◆ TASK GOAL
Please repeat word for word the part of the material that opens with the line containing "Where can the running" and closes with the line containing "x=622, y=532", both lines included.

◆ EXERCISE MATERIALS
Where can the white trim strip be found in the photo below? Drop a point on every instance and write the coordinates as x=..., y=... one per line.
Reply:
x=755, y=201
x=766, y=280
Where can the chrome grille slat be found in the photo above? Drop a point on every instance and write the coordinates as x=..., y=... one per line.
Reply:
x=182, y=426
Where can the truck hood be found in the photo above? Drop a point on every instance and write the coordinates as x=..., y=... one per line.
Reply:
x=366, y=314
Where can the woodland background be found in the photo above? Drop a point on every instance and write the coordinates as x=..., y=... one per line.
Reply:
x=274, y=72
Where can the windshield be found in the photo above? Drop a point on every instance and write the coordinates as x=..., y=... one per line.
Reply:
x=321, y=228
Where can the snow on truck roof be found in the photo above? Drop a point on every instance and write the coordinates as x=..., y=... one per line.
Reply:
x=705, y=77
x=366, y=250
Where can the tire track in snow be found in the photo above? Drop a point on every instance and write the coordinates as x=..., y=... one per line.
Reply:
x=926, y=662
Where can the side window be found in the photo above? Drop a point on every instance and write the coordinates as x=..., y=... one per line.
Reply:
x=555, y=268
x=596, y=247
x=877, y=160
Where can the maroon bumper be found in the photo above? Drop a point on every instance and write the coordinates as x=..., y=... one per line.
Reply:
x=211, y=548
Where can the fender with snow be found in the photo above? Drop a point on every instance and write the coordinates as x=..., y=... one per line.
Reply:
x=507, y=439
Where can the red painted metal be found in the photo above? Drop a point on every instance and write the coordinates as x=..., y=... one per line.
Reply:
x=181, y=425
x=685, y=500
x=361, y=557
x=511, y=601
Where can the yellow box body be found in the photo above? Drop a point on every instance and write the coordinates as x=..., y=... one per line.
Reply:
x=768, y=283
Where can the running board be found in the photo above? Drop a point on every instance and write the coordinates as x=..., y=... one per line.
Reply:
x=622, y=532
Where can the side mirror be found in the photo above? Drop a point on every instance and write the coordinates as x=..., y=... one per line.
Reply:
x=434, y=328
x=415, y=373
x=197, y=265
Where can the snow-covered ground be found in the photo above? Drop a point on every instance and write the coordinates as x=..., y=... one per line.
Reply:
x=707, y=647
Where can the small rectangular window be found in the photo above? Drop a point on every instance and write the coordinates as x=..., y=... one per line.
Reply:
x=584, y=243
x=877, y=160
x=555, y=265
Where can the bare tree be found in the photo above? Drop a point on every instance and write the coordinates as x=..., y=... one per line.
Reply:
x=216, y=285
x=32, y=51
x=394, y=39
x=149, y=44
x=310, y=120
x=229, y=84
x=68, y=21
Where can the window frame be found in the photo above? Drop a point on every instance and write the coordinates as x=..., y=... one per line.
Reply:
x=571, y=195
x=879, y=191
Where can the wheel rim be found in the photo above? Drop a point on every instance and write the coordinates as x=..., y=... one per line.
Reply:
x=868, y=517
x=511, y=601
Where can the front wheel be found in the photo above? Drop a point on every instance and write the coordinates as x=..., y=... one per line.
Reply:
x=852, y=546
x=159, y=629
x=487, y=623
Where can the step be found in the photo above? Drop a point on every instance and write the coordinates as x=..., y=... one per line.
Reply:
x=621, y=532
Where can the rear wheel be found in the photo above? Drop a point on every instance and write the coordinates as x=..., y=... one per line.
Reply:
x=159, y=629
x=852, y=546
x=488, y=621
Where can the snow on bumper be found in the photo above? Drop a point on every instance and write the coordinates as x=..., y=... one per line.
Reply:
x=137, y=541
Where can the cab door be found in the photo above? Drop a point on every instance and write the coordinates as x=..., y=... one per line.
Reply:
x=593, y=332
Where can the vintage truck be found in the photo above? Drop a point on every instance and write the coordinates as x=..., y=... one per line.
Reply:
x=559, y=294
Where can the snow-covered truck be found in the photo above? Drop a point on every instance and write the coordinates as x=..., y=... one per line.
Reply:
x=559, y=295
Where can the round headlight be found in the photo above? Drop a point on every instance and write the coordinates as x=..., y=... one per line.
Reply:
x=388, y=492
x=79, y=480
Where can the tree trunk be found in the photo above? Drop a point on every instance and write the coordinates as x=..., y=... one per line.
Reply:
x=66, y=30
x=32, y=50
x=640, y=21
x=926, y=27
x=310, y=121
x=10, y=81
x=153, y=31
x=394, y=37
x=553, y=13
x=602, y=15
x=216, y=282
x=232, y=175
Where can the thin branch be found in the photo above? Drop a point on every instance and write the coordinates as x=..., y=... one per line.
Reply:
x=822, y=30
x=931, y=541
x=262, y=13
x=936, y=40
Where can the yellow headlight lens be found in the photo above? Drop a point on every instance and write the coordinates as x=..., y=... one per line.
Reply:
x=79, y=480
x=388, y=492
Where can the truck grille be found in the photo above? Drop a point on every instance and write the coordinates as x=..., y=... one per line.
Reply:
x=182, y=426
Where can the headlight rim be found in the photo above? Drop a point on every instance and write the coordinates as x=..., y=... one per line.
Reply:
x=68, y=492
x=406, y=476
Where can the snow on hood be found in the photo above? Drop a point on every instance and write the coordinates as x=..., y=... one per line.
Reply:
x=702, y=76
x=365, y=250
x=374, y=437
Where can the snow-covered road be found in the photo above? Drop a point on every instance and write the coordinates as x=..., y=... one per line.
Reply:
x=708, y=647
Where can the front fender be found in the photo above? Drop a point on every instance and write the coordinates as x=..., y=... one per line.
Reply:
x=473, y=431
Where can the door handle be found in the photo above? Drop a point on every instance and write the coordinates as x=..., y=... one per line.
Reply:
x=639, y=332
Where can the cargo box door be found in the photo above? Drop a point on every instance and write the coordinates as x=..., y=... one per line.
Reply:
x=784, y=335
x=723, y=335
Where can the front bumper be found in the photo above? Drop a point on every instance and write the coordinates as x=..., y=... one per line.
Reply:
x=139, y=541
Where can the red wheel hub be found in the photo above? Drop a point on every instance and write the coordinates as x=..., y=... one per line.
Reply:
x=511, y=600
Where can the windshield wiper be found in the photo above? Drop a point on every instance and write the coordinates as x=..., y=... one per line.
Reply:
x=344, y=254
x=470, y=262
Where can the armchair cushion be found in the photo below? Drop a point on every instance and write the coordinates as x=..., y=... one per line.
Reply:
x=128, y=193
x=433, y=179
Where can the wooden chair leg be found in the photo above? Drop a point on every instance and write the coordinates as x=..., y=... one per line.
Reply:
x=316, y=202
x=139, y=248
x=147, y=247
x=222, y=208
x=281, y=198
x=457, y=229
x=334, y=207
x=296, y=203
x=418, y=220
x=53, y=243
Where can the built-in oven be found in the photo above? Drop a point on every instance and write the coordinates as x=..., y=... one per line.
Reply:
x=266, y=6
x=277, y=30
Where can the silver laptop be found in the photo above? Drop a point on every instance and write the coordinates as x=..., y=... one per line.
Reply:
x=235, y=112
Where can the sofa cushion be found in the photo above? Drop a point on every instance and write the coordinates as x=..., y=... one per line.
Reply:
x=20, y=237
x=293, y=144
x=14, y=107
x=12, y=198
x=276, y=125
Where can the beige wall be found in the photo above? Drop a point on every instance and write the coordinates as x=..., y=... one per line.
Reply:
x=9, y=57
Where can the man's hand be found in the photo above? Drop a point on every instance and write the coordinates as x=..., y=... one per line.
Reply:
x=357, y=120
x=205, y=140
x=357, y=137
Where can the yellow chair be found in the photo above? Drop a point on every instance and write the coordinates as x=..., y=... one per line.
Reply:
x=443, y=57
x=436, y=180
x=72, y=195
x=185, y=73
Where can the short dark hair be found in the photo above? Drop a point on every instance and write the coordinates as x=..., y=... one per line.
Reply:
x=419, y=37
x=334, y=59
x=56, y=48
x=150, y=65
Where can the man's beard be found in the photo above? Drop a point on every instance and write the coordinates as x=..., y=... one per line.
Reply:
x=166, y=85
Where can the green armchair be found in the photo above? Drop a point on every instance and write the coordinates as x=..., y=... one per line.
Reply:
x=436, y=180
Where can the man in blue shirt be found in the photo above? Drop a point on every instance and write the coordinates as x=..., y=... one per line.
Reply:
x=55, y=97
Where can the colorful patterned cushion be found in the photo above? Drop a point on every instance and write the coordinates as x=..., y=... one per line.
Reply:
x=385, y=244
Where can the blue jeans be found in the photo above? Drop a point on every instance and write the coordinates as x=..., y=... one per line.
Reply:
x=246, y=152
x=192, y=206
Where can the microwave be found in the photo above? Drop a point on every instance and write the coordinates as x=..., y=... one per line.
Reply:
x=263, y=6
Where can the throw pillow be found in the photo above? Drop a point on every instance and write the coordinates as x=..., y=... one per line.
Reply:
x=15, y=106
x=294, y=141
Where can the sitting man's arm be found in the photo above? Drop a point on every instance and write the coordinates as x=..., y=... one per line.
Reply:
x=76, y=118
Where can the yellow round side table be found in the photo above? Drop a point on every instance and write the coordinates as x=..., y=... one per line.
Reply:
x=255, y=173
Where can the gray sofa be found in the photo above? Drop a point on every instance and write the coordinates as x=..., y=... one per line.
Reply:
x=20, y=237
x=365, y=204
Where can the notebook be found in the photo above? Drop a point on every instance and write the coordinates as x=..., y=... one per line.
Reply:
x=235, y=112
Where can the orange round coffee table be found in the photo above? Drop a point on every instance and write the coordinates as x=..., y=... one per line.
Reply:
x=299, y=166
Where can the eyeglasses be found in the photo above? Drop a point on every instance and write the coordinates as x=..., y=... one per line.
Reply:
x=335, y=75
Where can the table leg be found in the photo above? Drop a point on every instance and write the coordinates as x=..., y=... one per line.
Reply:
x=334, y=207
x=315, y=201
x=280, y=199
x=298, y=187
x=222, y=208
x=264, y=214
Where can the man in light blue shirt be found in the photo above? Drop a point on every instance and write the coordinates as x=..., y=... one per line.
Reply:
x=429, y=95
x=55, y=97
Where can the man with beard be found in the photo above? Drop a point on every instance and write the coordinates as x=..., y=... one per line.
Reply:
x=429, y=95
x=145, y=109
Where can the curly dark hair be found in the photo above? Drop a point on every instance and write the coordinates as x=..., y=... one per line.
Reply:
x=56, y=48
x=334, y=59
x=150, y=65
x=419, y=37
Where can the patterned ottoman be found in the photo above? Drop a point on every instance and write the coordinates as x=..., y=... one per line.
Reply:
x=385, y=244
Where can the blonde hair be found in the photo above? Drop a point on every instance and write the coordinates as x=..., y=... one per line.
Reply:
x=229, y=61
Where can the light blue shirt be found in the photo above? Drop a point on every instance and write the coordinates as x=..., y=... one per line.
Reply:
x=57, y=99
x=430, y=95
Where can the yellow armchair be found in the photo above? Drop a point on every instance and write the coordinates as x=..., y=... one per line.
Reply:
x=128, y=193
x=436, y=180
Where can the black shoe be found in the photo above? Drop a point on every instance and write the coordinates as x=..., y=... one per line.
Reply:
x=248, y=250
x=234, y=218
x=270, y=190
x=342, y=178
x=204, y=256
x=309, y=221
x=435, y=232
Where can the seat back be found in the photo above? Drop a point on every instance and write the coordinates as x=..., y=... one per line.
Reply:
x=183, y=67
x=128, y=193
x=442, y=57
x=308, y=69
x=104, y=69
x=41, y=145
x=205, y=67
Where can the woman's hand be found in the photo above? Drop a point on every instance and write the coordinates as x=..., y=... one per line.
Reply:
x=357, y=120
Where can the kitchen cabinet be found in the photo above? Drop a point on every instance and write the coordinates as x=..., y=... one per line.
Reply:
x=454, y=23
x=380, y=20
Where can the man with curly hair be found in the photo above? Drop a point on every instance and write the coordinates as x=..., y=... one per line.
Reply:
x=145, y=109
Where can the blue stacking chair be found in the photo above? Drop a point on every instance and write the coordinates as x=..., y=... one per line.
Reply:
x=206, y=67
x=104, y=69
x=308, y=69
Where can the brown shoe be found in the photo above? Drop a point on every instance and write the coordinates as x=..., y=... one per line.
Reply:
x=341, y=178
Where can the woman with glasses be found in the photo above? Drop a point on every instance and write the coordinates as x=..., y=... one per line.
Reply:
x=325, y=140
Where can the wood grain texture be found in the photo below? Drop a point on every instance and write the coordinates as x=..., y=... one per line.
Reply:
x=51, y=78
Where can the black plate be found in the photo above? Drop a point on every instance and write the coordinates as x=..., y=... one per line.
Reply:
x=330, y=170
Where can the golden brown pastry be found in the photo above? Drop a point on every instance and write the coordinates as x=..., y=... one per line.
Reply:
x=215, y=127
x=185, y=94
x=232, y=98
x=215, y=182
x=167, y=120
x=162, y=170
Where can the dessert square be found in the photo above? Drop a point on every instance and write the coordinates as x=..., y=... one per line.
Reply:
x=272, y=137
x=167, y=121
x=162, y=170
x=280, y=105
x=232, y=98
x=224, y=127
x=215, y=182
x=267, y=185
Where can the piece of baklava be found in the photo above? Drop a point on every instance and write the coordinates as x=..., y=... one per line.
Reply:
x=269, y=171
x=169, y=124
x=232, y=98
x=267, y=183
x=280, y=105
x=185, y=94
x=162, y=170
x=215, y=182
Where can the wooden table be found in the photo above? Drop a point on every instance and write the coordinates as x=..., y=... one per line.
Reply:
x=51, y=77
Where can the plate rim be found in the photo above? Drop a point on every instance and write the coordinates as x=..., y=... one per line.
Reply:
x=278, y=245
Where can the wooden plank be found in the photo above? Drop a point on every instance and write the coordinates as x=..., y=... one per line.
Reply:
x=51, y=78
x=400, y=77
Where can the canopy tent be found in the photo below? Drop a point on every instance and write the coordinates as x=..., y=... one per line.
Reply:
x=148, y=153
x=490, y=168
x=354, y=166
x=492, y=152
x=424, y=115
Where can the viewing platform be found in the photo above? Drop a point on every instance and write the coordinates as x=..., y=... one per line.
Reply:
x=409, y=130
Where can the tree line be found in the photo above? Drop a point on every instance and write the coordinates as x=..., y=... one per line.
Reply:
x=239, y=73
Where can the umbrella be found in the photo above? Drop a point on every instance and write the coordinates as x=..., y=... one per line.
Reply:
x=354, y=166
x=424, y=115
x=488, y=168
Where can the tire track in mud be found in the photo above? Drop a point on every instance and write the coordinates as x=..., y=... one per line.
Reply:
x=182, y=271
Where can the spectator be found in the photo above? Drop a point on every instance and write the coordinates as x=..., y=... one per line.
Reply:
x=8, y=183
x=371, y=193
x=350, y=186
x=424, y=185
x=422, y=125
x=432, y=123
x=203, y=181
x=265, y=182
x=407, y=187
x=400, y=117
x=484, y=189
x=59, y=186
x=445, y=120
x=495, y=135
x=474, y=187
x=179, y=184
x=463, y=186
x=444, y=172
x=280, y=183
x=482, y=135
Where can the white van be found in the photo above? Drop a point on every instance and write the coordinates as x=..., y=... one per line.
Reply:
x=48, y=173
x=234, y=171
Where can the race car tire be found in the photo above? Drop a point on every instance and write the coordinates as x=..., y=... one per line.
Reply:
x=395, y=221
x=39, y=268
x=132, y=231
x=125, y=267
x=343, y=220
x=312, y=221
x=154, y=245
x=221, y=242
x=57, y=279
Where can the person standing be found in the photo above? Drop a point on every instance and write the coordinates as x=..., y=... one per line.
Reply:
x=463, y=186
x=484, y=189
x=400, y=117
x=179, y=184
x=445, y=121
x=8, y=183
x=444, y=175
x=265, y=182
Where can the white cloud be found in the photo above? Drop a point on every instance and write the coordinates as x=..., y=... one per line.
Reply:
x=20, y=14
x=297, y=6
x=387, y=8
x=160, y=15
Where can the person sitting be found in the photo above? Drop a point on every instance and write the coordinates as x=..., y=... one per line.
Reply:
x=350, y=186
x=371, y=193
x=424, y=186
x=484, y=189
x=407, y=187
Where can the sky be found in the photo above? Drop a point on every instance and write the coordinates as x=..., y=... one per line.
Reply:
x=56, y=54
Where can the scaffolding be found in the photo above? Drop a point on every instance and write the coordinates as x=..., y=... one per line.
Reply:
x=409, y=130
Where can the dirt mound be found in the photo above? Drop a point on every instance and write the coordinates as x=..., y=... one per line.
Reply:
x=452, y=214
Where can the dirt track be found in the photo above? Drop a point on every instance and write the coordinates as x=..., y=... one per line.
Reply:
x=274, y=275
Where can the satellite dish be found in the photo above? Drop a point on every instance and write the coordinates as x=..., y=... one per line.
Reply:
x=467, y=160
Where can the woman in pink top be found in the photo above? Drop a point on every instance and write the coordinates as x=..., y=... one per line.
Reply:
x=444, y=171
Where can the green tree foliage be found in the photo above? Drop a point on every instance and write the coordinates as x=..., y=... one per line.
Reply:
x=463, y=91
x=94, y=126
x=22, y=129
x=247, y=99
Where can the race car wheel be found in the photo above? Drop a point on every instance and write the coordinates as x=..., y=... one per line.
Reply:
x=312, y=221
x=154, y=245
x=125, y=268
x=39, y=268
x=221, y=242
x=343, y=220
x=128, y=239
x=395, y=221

◆ RIGHT ANSWER
Where can the running board be found in the photo above? Drop a point on every instance and write the coordinates as x=..., y=... one per line.
Reply:
x=622, y=532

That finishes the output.